Given task ▸
Reproduce the material below word for word, leaving out the pictures.

Dataset excerpts on pointing to objects ▸
- - -

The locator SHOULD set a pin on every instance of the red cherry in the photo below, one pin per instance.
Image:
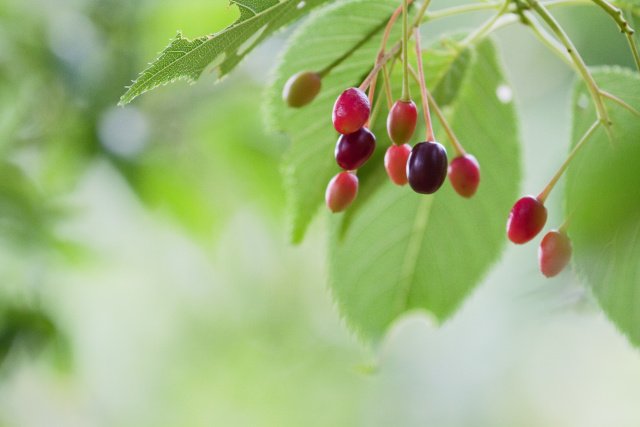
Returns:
(301, 88)
(351, 111)
(395, 161)
(401, 121)
(341, 191)
(464, 174)
(526, 219)
(554, 253)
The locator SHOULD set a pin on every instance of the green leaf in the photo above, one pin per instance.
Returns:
(325, 36)
(632, 5)
(187, 59)
(405, 251)
(603, 194)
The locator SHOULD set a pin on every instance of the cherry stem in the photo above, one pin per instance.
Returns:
(387, 86)
(372, 90)
(423, 87)
(379, 63)
(547, 190)
(392, 20)
(486, 26)
(617, 16)
(458, 151)
(375, 110)
(620, 102)
(565, 224)
(406, 94)
(603, 116)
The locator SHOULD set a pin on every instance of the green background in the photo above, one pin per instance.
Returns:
(146, 276)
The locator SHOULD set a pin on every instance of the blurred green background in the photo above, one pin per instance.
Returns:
(146, 278)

- - -

Solution to this task ▸
The locator SHOULD set a pin on every instance of the red cherry in the photo below, one pin per instance.
Image:
Returns:
(301, 88)
(351, 111)
(395, 161)
(401, 121)
(341, 191)
(464, 174)
(526, 219)
(554, 253)
The locator SHOULD set a pin on every instance of the green leaf in the photo above, one pin per instance.
Returns:
(325, 36)
(632, 5)
(187, 59)
(405, 251)
(603, 194)
The locator SHOULD set a pin on every instance of the cherry stem in the photo above, one pin per instance.
Returns:
(387, 86)
(372, 90)
(423, 87)
(379, 63)
(547, 190)
(392, 20)
(486, 26)
(617, 16)
(458, 151)
(375, 110)
(620, 102)
(565, 224)
(406, 94)
(603, 116)
The locator SHOULD set a pin on every instance of the green background in the photo above, one pin per instance.
Returns:
(146, 276)
The locator SHOULD set a pin on every instance of the blurred green background in the photo above, one pin per instance.
Returns:
(146, 278)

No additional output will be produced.